**Page excerpt**.
Re: [PATCH 3/5] exec: Remove recursion from search_binary_handler
From: Eric W. Biederman
Date: Thu May 14 2020 - 12:52:59 EST
Linus Torvalds <torvalds@xxxxxxxxxxxxxxxxxxxx> writes:
> On Tue, May 12, 2020 at 11:46 AM Eric W. Biederman
> <ebiederm@xxxxxxxxxxxx> wrote:
>>
>> I am still thinking about this one, but here is where I am at. At a
>> practical level passing the file descriptor of the script to interpreter
>> seems like something we should encourage in the long term. It removes
>> races and it is cheaper because then the interpreter does not have to
>> turn around and open the script itself.
>
> Yeah, I think we should continue to support it, because I think it's
> the right thing to do (and we might just end up having compatibility
> issues if we don't).
>
> How about trying to move the logic to the common code, out of binfmt_misc?
>
> IOW, how about something very similar to your "brpm->preserve_creds"
> thing that you did for the credentials (also for binfmt_misc, which
> shouldn't surprise anybody: binfmt_misc is simply the "this is the
> generic thing for letting user mode do the final details").
>
>> Calling fd_install in binfmt_misc still seems wrong, as that exposes
>> the new file descriptor to user space with the old creds.
>
> Right. And it really would be good to simply not have these kinds of
> very special cases inside the low-level binfmt code: I'd much rather
> have the special cases in the generic code, so that we see what the
> ordering is etc. One of the big problems with all these binfmt
> callbacks has been the fact that it makes it so hard to think about
> and change the generic code, because the low-level binfmt handlers all
> do their own special thing.
>
> So moving it to generic code would likely simplify things from that
> angle, even if the actual complexity of the feature itself remains.
>
> Besides, we really have exposed this to other code anyway thanks to
> that whole bprm->interp_data thing, and the AT_EXECFD AUX entries that
> we have. So it's not really "internal" to binfmt_misc _anyway_.
>
> So how about we just move the fd_binary logic to the generic execve
> code, and just binfmt_misc set the flag for "yes, please do this",
> exactly like "preserve_creds"?
>
>> It is possible although unlikely for userspace to find the file
>> descriptor without consulting AT_EXECFD so just to be conservative I
>> think we should install the file descriptor in begin_new_exec even if
>> the next interpreter does not support AT_EXECFD.

**Your tasks**.
A. According to the exec patch thread, what two advantages come from passing the script's file descriptor to the interpreter?
B. Continue the exec patch thread from the point where it stops.

**Dataset content**.
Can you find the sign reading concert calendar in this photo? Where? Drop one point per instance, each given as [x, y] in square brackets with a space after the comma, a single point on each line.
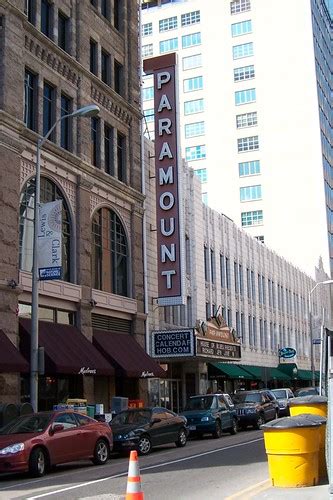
[50, 241]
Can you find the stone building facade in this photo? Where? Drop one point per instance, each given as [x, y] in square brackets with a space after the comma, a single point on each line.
[56, 57]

**Responses to the tasks**.
A. It removes races, and it is cheaper because the interpreter does not have to open the script itself.

B.
>
> Ack. I think the AT_EXECFD thing is a sign that this isn't internal to
> binfmt_misc, but it also shouldn't be gating this issue. In reality,
> ELF is the only real binary format that matters - the script/misc
> binfmts are just indirection entries - and it supports AT_EXECFD, so
> let's just ignore the theoretical case of "maybe nobody exposes it".
>
> So yes, just make it part of begin_new_exec(), and there's no reason
> to support more than a single fd. No stacks or arrays of these things
> required, I feel. It's not like AT_EXECFD supports the notion of
> multiple fd's being reported anyway, nor does it make any sense to
> have some kind of nested misc->misc binfmt nesting.
>
> So making that whole interp_data and fd_binary thing be a generic
> layer thing would make the search_binary_handler() code in binfmt_misc
> be a pure tailcall too, and then the conversion to a loop ends up
> working and being the right thing.
That is pretty much what I have been thinking. I have just been taking
it slow so I find as many funny corner cases as I can.
Nothing ever clears the BINPRM_FLAGS_EXECFD so the current code can
not support nesting.
Now I do think a nested misc->misc binfmt thing can make sense in
principal. I have an old dos spectrum emulator that I use to play some
of the games that I grew up with. Running that emulator makes me two
emulators deep. I can also imagine writting a domain specific language
in python or perl, and setting things up so scripts in the domain
specific language can be run directly.
So I think I need to deliberately test and prevent a nested misc->misc,
just so data structures don't get stomped. If the cases where it could
useful prove sufficiently interesting we can enable them later.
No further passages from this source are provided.